:: WRITTEN INSTRUCTION ::
List every line in the records that contains the word "dark", matching case exactly.

:: DATA FOR THE TASK ::
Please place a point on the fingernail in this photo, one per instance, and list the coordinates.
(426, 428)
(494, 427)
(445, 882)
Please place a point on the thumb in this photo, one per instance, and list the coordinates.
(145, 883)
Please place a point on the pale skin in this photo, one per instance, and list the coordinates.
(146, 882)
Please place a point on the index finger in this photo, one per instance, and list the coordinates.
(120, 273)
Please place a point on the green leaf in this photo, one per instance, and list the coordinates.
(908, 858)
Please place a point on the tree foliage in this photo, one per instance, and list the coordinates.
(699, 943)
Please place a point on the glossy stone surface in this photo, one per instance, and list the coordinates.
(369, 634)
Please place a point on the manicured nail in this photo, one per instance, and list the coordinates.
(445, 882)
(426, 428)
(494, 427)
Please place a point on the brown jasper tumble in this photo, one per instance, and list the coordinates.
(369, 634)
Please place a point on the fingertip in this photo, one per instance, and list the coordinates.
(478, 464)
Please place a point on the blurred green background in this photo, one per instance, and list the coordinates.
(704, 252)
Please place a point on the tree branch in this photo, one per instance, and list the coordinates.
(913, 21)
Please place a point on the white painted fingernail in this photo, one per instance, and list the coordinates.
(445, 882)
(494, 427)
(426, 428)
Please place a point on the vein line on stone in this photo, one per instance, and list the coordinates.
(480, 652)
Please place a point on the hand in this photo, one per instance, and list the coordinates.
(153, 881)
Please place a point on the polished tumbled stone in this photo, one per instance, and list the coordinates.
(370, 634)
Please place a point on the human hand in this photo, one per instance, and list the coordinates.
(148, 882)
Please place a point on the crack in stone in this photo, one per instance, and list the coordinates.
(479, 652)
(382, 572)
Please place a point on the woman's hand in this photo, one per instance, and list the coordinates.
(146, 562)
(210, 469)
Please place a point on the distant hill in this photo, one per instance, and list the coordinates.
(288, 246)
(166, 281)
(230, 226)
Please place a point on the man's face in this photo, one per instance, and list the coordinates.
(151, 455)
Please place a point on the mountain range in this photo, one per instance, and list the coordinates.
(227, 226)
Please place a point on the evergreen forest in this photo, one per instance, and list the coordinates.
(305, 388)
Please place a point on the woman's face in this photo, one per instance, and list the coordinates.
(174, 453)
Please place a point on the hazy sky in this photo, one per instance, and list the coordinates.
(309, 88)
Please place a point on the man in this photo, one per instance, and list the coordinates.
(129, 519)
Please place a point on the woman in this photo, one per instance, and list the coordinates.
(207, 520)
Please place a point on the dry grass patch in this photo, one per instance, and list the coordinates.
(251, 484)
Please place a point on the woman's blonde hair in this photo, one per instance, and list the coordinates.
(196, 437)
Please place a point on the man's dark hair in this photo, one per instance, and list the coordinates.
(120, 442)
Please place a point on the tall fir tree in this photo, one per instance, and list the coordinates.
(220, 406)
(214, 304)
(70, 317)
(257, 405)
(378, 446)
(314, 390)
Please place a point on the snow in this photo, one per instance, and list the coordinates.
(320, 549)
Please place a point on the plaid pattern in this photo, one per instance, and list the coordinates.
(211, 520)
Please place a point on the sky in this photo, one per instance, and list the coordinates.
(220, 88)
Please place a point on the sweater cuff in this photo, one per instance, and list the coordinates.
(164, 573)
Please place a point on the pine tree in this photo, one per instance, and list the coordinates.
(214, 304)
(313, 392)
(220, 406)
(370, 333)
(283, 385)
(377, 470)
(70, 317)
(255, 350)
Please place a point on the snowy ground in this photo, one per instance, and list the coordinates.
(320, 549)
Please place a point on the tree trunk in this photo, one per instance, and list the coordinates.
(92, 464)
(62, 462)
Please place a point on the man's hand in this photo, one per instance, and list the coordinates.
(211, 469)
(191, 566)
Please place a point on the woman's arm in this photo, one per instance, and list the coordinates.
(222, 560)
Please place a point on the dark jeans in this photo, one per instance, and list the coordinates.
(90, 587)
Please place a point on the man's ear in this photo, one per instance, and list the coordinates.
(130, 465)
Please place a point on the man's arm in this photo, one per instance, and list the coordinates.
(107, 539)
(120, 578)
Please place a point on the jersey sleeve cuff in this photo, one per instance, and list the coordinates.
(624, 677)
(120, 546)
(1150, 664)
---
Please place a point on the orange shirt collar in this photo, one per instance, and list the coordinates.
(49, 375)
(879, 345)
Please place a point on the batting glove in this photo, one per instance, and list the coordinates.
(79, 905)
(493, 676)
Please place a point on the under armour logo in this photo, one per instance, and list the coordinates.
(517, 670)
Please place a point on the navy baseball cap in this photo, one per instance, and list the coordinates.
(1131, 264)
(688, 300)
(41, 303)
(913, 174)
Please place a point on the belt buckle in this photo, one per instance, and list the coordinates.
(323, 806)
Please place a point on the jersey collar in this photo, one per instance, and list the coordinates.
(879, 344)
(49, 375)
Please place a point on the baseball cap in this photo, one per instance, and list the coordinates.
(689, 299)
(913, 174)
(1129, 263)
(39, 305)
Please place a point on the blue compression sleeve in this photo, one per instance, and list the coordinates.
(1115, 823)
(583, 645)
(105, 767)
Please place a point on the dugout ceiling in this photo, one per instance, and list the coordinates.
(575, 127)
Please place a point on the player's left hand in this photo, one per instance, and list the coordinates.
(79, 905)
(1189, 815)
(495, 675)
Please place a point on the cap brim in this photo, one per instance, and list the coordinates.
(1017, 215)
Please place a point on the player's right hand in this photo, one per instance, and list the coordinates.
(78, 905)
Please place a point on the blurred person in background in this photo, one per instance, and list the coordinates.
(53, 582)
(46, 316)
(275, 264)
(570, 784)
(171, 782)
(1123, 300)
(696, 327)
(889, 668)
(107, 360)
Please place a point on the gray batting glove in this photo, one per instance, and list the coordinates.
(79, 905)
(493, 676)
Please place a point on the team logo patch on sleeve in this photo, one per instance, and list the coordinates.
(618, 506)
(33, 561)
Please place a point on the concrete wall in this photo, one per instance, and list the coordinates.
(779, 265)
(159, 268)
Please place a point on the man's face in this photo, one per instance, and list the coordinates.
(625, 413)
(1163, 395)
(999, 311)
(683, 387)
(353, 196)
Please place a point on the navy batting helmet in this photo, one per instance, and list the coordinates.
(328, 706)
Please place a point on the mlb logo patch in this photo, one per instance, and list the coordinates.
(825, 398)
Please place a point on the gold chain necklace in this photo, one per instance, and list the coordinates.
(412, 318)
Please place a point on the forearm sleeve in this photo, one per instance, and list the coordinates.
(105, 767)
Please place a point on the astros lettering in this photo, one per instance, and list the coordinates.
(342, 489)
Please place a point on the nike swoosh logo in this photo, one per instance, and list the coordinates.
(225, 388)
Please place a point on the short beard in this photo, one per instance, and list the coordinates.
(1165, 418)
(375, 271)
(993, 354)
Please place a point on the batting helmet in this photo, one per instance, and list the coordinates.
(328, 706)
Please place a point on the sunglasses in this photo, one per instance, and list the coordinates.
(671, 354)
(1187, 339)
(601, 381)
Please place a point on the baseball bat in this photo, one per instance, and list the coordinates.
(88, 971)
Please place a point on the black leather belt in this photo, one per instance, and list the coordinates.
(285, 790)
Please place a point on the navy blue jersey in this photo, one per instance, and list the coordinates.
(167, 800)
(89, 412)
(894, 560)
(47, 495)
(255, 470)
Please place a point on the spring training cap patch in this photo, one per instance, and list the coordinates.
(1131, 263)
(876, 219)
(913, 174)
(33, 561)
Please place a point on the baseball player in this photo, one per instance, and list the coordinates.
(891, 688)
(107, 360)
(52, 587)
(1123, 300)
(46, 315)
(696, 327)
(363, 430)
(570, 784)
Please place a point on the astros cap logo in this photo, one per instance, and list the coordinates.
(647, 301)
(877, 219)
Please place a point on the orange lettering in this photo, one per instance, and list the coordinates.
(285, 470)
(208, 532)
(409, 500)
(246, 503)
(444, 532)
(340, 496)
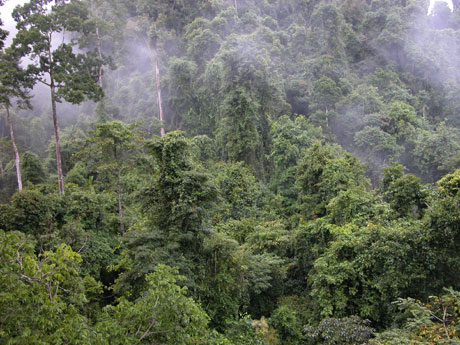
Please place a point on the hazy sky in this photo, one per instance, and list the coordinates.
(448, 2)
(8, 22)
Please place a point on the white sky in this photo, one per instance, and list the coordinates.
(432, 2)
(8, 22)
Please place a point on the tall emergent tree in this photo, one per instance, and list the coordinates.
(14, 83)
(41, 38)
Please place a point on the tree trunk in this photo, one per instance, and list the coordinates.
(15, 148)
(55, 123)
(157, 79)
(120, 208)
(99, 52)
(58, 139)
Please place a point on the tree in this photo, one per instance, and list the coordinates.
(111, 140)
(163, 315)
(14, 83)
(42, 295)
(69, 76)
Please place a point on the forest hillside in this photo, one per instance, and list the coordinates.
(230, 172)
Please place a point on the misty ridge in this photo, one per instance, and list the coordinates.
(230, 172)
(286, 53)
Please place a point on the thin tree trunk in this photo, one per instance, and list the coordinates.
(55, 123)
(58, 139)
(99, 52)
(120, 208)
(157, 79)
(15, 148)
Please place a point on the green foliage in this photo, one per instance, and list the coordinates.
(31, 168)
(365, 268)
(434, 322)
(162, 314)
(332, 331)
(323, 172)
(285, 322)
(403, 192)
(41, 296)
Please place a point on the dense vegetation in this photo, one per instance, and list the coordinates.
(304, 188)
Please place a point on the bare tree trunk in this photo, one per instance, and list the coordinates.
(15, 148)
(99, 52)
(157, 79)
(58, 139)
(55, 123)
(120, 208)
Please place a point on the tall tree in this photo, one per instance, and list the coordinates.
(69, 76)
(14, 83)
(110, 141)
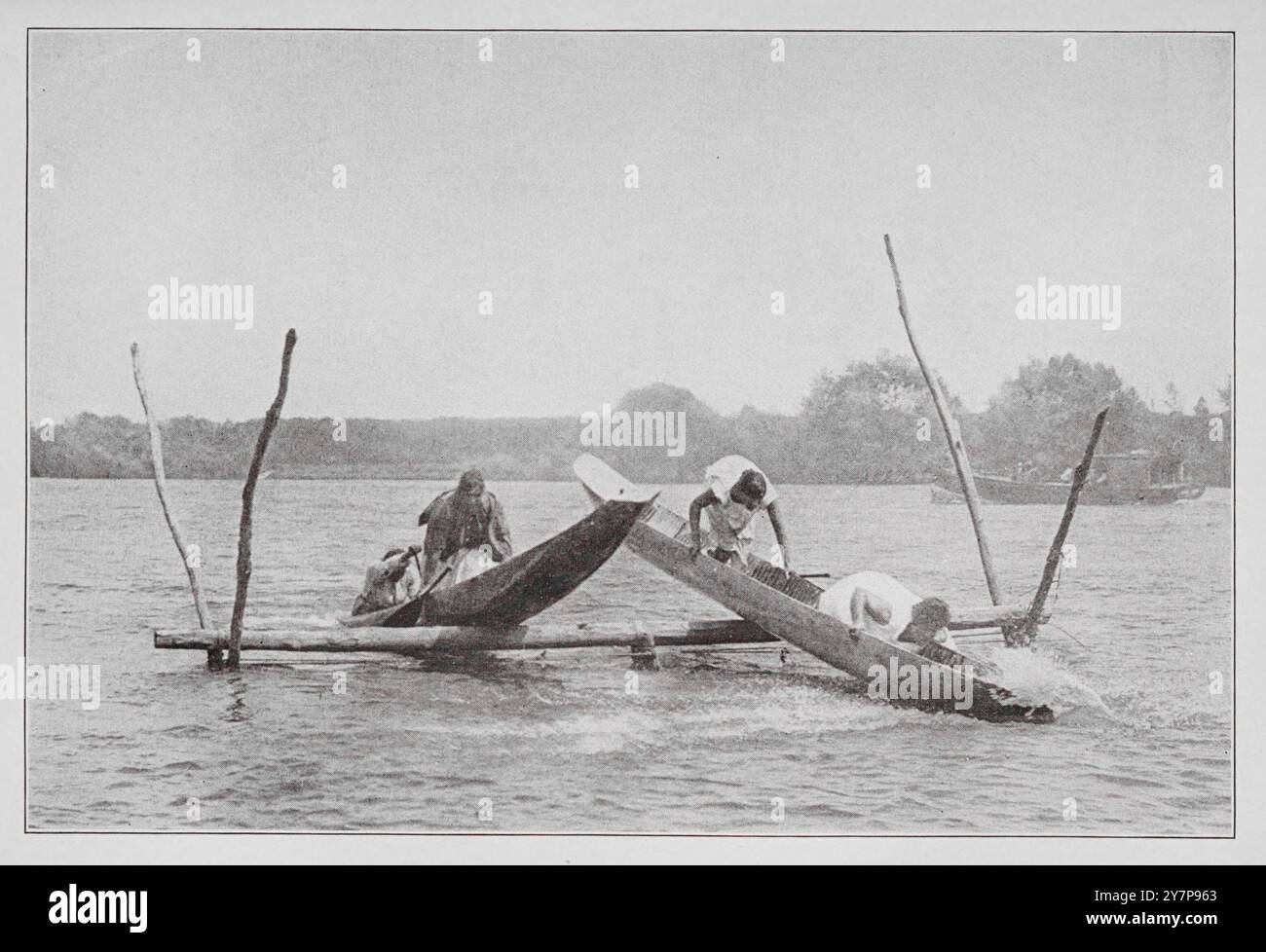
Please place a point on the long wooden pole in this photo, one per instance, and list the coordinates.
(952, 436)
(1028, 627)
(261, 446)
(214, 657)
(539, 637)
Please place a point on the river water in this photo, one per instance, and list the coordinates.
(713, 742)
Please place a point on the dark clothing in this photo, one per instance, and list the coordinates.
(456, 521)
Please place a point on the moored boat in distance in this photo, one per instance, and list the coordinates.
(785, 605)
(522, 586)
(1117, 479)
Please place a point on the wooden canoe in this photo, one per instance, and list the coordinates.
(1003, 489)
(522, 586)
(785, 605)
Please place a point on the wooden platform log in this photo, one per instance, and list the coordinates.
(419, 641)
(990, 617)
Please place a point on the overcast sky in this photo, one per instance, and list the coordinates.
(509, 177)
--
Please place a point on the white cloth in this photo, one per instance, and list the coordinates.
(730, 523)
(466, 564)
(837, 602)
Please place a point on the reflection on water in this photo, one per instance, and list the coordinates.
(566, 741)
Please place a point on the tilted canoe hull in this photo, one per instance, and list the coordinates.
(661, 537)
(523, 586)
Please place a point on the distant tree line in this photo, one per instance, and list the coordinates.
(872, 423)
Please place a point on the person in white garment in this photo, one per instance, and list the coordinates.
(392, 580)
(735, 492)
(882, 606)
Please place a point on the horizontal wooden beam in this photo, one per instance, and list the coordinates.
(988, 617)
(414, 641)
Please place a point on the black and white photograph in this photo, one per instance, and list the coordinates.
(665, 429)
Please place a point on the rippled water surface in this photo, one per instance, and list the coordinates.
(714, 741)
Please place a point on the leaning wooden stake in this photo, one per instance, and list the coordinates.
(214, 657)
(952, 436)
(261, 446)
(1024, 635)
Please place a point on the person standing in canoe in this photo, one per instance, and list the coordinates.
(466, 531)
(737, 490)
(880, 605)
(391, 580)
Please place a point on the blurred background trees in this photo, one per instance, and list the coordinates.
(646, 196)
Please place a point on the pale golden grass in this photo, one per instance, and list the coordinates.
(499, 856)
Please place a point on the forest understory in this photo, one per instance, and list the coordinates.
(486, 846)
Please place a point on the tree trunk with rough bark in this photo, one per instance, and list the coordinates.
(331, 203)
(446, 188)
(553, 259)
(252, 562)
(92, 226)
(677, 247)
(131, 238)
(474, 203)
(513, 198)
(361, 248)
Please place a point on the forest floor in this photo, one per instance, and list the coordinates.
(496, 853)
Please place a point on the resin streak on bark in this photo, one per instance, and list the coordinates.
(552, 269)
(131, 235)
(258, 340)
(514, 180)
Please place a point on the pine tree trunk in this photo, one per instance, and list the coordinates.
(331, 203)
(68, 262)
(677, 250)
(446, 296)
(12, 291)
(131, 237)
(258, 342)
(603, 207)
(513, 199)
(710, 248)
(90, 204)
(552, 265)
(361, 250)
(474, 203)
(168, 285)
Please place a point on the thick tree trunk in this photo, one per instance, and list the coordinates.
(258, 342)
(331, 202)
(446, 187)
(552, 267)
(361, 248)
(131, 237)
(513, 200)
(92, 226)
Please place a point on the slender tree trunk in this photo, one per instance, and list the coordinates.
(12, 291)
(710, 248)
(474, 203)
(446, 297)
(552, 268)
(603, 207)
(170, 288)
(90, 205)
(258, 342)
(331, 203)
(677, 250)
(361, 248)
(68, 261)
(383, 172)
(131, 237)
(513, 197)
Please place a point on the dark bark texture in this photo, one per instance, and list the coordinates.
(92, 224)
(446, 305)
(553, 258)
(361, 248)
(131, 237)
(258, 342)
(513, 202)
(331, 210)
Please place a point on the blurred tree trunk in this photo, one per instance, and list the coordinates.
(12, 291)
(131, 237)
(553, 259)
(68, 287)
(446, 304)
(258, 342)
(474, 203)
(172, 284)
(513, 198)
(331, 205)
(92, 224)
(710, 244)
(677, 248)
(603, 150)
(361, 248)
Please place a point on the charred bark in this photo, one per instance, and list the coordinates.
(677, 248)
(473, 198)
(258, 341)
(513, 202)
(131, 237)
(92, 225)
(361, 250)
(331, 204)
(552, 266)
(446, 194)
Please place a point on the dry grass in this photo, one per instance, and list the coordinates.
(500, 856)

:: THE SOLUTION ::
Please place a point on the man's dark hair in this photo, one per instance, and list the coordinates.
Please place a point on the dark jeans in this photo, one per instance, and list the coordinates.
Please place a point on the dark clothing in this photo, one per instance, and list the coordinates.
Please place a point on the dark bark texture in this photo, one per instance, and list the coordinates.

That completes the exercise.